WHAT TO WORK ON:
From the entries below, copy out all lines holding "grass".

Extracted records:
:::

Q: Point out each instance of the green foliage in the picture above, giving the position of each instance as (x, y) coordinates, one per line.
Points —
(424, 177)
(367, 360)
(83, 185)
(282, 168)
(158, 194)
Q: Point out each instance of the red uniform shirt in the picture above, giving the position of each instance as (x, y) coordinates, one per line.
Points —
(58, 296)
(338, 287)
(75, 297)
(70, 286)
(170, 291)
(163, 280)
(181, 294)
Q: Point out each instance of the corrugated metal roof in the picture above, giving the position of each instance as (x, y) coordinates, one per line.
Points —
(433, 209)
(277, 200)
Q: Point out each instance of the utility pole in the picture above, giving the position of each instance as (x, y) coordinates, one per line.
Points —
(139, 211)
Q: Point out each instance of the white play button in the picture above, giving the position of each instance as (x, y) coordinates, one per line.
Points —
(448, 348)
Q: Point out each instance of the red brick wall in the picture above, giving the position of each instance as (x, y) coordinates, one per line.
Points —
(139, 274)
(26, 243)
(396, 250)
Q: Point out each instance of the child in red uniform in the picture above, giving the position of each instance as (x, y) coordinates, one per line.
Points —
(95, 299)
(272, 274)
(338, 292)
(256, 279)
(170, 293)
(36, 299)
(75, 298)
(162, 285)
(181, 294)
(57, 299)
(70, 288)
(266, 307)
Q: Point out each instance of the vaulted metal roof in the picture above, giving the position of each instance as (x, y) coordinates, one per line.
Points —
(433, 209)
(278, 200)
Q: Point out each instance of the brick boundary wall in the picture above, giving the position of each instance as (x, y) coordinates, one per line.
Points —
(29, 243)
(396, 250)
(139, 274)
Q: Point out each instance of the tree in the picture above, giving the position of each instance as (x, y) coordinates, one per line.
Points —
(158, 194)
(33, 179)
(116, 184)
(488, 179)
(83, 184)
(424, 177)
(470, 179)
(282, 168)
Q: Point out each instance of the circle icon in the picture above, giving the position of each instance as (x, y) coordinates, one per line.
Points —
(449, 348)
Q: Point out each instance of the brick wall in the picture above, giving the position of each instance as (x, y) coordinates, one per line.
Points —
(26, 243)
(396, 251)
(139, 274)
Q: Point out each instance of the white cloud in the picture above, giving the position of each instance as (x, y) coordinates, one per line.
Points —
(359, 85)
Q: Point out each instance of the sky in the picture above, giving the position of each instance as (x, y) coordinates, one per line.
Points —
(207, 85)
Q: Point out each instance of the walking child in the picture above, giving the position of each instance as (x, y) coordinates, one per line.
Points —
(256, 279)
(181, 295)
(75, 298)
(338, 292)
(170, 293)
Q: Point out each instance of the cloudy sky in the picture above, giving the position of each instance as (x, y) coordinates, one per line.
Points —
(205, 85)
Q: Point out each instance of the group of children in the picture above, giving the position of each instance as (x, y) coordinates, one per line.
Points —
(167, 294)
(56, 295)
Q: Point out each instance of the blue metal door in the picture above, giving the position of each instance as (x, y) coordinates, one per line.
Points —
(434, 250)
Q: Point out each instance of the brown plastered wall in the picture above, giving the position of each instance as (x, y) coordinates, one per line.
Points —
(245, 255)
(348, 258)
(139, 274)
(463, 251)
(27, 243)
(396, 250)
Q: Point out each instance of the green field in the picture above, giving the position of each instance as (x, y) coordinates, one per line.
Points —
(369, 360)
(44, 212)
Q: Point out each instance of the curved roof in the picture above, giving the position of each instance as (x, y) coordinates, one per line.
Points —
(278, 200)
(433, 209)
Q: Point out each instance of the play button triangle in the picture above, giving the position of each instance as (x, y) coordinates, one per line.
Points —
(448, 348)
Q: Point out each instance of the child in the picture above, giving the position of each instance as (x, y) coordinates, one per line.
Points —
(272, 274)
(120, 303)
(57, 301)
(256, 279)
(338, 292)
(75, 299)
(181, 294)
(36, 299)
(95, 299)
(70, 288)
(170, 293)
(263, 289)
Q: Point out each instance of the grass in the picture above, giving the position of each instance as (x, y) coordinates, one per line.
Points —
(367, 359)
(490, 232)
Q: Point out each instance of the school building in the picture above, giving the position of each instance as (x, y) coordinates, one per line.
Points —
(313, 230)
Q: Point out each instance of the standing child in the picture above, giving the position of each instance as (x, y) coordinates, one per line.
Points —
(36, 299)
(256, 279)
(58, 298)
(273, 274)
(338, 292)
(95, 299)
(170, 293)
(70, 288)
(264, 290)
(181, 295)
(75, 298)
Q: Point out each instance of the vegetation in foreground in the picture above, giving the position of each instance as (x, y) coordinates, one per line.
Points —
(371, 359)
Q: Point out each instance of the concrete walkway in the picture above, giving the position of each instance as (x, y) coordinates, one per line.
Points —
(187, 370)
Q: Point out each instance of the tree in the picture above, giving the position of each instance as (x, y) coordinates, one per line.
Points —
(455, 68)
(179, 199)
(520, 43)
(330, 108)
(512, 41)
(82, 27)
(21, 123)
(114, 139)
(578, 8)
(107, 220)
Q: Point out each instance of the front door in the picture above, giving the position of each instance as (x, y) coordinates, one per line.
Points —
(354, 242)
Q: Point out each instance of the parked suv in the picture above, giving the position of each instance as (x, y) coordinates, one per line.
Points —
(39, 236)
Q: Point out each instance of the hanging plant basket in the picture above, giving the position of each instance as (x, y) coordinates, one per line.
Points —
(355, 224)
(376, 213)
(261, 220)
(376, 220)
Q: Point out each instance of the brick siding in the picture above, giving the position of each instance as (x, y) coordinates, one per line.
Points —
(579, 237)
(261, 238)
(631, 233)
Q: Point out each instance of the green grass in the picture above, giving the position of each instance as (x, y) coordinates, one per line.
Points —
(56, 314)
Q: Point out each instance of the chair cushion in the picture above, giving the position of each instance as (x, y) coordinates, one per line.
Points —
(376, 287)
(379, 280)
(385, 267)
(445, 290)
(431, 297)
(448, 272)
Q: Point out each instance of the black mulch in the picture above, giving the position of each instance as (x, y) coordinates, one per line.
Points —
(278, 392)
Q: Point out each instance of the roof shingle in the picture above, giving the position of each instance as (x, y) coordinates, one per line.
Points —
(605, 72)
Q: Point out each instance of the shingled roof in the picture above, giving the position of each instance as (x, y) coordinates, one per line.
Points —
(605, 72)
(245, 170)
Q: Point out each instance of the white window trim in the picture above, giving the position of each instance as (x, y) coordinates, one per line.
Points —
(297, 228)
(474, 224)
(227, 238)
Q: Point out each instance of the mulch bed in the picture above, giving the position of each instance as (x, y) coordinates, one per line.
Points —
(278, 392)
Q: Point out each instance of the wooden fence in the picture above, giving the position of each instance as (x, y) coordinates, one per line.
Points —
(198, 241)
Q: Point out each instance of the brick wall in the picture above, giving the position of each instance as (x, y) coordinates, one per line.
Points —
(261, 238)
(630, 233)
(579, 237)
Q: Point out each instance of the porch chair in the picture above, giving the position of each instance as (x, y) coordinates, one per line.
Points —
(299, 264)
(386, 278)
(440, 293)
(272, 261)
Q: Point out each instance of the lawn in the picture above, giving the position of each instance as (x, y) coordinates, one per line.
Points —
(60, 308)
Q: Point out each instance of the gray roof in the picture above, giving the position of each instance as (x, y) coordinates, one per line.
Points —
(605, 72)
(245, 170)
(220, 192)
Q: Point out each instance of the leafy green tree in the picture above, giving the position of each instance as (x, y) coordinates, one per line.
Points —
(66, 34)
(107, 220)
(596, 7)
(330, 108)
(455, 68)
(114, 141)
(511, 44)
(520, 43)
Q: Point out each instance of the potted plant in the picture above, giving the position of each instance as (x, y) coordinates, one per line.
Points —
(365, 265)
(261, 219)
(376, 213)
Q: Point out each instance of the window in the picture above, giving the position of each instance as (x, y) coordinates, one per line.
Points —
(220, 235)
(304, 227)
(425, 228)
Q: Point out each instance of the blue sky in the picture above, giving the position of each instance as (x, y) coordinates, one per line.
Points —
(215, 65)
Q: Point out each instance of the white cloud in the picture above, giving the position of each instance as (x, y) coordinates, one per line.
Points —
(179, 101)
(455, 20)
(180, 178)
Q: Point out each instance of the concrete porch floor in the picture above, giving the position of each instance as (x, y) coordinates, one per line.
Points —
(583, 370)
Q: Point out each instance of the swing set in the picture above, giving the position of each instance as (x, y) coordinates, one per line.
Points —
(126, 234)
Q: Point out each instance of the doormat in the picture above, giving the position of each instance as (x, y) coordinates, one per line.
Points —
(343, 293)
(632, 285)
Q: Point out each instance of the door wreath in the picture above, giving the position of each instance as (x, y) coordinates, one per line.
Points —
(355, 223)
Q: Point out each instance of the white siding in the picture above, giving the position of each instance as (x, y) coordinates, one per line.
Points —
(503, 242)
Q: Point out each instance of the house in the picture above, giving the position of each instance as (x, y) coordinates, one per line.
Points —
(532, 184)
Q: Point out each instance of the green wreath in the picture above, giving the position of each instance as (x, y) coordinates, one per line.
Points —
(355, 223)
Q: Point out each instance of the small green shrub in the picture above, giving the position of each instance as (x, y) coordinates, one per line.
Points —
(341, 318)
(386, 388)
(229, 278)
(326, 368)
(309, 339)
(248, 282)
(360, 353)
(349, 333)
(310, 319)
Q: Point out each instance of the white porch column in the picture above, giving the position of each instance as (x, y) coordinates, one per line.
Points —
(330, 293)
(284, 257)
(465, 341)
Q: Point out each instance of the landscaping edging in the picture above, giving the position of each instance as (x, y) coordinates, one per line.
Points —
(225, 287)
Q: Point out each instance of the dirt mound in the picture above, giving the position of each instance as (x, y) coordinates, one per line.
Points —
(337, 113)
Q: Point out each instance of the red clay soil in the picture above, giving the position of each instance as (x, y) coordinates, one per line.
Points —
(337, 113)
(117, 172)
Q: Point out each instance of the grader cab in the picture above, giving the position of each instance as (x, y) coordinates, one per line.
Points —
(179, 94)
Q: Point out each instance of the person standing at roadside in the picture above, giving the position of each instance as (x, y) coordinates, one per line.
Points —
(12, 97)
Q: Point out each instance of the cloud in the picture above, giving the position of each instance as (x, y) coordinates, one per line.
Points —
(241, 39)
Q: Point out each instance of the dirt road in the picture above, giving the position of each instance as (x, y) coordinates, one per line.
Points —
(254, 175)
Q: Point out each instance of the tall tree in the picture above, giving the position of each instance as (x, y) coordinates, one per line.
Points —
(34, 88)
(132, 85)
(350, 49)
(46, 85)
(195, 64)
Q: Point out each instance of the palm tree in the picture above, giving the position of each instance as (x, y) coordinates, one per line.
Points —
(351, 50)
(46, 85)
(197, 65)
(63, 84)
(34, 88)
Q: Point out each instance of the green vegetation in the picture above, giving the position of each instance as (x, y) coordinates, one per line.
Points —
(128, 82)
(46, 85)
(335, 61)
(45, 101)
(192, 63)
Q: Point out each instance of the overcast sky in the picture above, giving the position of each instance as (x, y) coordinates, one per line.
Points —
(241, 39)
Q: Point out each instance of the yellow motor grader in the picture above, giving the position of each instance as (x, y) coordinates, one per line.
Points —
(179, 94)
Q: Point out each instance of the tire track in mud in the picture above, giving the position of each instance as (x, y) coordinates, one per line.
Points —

:::

TASK ANSWER:
Q: Point out each instance of the grass in the picture above, giving the position of each instance as (x, y) coordinates, one per line.
Q: Point out each instance of the green grass in the picture above, giving the position of each instance as (x, y) coordinates, one per line.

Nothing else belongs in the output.